Study text:
Clyde’s & SIX on Broadway NOW – GO!

This past week we crept back, getting close to hitting our pre-pandemic numbers for theater attendance. As an exercise in collective effervescence the more people that are in the group for our audiences the higher the energy and the more rewarding the experience. This is a good and lovely thing and nothing makes me happier than energy bouncing around on the sidewalk as we prepare to enter the theater.

We saw what ostensibly would be considered two very different shows: 

Clyde’s: A play by Lynn Nottage about formally incarcerated individuals re-immersing themselves into society while employed at a road side sandwich shop with a challenging boss named Clyde. The set was brightly lit and hued in oranges and reds. It was practically the sixth character in the show. Clyde’s cornucopia of elaborate and deliberate costume changes are alone worth it to consider viewing this how.
 
SIX: The musical brought to us by shooting stars Lucy Moss and Toby Marlow about the six dead wives of Henry the VIII who share their sides of their not pretty marriage stories via peppy pop songs. Divorced. Beheaded. Died. Divorced. Beheaded. Survived. The set was simple and swathed in purple with the musical accompaniments – The Ladies in Waiting on the stage. The costumes were elaborate and sparkly and fierce and the choreography was clever and fast paced.

Records:
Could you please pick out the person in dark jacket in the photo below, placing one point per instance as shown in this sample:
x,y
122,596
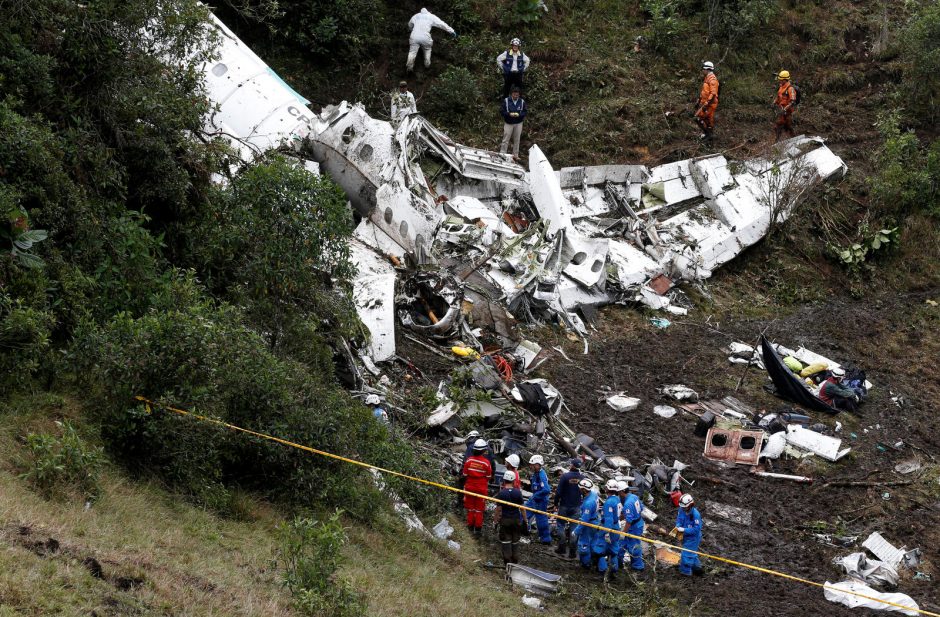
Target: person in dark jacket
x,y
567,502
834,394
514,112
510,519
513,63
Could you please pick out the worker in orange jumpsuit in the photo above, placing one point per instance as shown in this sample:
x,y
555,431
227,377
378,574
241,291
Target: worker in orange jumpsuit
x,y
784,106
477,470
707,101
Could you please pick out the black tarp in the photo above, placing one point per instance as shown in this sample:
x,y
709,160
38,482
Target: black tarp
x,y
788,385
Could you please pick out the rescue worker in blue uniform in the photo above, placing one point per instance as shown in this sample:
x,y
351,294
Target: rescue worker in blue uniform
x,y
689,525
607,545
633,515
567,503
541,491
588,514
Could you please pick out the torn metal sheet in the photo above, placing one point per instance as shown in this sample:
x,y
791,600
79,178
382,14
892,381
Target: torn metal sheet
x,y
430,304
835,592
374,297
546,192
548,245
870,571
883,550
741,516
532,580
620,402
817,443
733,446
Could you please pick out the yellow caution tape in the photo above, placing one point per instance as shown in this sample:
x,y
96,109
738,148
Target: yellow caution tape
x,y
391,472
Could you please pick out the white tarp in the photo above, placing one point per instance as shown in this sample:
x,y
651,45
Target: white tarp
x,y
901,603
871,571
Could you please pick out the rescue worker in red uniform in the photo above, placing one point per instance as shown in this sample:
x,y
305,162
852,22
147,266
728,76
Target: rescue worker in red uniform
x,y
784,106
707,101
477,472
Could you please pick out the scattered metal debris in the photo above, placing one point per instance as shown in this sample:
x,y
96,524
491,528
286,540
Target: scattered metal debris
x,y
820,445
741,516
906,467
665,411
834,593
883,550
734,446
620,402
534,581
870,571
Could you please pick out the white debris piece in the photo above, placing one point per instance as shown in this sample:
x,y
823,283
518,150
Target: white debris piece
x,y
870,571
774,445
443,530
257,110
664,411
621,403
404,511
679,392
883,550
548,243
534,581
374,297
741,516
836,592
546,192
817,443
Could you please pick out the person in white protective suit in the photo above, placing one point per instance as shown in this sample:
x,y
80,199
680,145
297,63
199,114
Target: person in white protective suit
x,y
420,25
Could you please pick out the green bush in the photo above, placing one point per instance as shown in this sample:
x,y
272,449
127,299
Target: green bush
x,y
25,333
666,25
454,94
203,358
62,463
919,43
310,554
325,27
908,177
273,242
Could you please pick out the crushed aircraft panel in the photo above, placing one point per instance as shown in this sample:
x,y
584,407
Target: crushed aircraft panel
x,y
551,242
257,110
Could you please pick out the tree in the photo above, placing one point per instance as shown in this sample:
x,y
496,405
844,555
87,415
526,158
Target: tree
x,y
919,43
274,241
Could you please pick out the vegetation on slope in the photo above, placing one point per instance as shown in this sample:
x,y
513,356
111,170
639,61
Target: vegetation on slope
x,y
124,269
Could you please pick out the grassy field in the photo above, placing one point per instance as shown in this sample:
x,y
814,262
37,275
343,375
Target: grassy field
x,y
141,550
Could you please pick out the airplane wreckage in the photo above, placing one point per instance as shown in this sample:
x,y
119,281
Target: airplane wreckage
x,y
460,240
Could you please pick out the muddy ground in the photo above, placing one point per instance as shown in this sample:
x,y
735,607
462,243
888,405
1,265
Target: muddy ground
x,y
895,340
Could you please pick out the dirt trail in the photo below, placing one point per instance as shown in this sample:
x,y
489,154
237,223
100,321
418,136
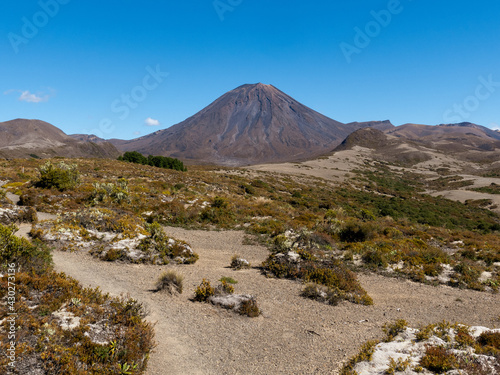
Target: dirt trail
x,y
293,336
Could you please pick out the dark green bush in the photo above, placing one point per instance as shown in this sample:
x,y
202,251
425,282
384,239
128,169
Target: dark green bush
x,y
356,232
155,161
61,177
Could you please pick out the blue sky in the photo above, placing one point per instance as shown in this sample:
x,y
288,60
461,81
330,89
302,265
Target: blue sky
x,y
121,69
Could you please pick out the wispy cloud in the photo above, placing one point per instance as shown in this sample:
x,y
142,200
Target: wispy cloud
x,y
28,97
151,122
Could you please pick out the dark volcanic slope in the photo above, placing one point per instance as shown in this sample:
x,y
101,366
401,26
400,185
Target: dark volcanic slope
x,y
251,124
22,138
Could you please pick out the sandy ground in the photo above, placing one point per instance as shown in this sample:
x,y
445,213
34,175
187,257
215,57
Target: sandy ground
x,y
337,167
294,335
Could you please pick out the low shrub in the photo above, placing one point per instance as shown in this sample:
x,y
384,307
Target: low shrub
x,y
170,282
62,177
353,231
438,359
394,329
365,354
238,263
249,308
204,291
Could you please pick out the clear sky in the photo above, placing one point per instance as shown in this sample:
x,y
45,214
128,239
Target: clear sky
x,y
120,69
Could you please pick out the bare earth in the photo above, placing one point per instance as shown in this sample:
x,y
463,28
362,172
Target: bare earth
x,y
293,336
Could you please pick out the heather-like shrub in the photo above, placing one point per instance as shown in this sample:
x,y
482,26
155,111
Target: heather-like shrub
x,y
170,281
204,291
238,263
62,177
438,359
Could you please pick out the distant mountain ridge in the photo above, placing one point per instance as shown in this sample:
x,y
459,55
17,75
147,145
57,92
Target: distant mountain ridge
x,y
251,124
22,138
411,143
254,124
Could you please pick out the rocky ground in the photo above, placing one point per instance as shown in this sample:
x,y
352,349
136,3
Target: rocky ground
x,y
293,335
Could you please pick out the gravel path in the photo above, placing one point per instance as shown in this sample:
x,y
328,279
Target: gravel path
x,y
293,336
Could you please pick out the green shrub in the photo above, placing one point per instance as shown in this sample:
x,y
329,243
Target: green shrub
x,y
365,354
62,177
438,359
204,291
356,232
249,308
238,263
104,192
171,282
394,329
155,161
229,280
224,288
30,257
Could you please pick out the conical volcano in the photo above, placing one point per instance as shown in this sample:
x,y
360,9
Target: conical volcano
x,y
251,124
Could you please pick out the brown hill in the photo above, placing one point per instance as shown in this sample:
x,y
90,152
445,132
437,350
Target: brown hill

Exercise 1: Reproduce the post about Clyde's and SIX from "This past week" to "viewing this how.".
Exercise 2: According to the post about Clyde's and SIX, what color was the set for SIX?
Exercise 3: Resume the post about Clyde's and SIX, writing on from its final sentence.

Task response 1:
This past week we crept back, getting close to hitting our pre-pandemic numbers for theater attendance. As an exercise in collective effervescence the more people that are in the group for our audiences the higher the energy and the more rewarding the experience. This is a good and lovely thing and nothing makes me happier than energy bouncing around on the sidewalk as we prepare to enter the theater.

We saw what ostensibly would be considered two very different shows: 

Clyde’s: A play by Lynn Nottage about formally incarcerated individuals re-immersing themselves into society while employed at a road side sandwich shop with a challenging boss named Clyde. The set was brightly lit and hued in oranges and reds. It was practically the sixth character in the show. Clyde’s cornucopia of elaborate and deliberate costume changes are alone worth it to consider viewing this how.

Task response 2: Purple.

Task response 3:
 
For Clyde’s we had a group of 26 and for SIX we amassed a group of 60. We deliberately had these shows in the same week as we believed the Clyde’s folks and the SIX folks would self-select and there would be very little crossover. We were right – there were exactly 3 people who signed on for both (including me!). In hindsight what should have been wildly different offerings, these shows share a myriad of thematic similarities. Oh Broadway you sly, sly minx always surprising us and making us think.
 
To name a few: 
  • Oppression – one in the form of a power happy and jaded sandwich shop owner named Clyde (with a natty wardrobe) and the other a wife swapping fickle king we all know as Henry the VIII (who also enjoyed the finery of robe fashion).
  • Station in Life– the formerly incarcerated staff in the sandwich shop has no choice but to accept this grim form of employment as it is quite literally the only place that will accept them. The wives in SIX lives are also stymied by their gender and subsequent narrow opportunities for advancement besides what a marriage can or cannot offer.
  • The human need for purpose – my favorite part in Clyde’s was when the staff would proudly muse over their concoction of the perfect sandwich as if this achievement would be a way out of their powerless positions. The Queens in SIX? Boldly did what they could to forge their accomplishments and fulfill their needs within the narrow confines of their role. 
  • Vindication – In Clyde’s our oppressed workers find a salvation of sorts while Clyde devilishly gets to have her sandwich and eat it too. Our Queens get their due by offering an alternative and satisfying re-write of their histories to a by now super enthusiastic audience. You go Queens!!
Both offerings also offer whip smart and crackling dialogue for Clyde’s and lyrics for SIX. And both offerings received some hooting and hollering standing ovations at the end. While the two shows tackle some pretty challenging and gritty content, they do it in an infectiously comedic and manageable for the psyche way. Absolutely Grab Your Group & GO experience BOTH satisfying shows on Broadway NOW!!!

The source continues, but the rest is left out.